**BRIEF**
Convert every line of the listing below into a JSON list of strings, one string per line, skipping blank lines. Leave the pictures out of your answer.

(Outline labeling listing)

——————————

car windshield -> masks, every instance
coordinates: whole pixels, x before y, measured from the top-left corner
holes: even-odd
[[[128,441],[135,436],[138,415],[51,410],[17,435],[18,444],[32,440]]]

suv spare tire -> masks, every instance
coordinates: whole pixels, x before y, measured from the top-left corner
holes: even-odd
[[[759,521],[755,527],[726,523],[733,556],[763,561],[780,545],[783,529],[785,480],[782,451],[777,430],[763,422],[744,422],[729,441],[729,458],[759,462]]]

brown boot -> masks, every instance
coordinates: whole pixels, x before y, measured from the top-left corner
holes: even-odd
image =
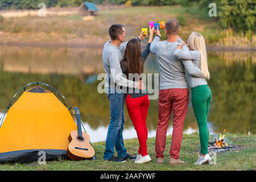
[[[156,164],[163,164],[164,162],[163,158],[156,158],[155,163]]]
[[[178,164],[185,164],[185,162],[180,159],[175,159],[170,158],[170,165],[178,165]]]

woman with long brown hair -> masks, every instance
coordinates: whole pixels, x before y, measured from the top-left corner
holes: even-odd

——————————

**TASK OUTPUT**
[
  "car windshield -> masks, every instance",
  "coordinates: whole pixels, x before y, measured from the top-left corner",
  "holes: even-odd",
  "[[[128,441],[135,436],[138,415],[51,410],[17,435],[18,444],[32,440]]]",
  "suv spare tire -> masks, every instance",
  "coordinates: whole pixels, x before y, measured from the top-left corner",
  "holes: even-odd",
  "[[[759,521],[755,527],[726,523],[733,556],[763,561],[780,545],[783,529],[785,480],[782,451],[777,430],[763,422],[744,422],[729,441],[729,458],[759,462]]]",
  "brown boot -> masks, every instance",
  "coordinates: whole pixels, x before y, measured from the top-left corner",
  "holes: even-odd",
  "image =",
  "[[[156,164],[163,164],[164,162],[163,158],[156,158],[155,163]]]",
  "[[[178,164],[185,164],[185,162],[180,159],[175,159],[170,158],[170,165],[178,165]]]",
  "woman with long brown hair -> masks, every instance",
  "coordinates: whole pixels, x before y, measured from the top-left corner",
  "holes: even-odd"
]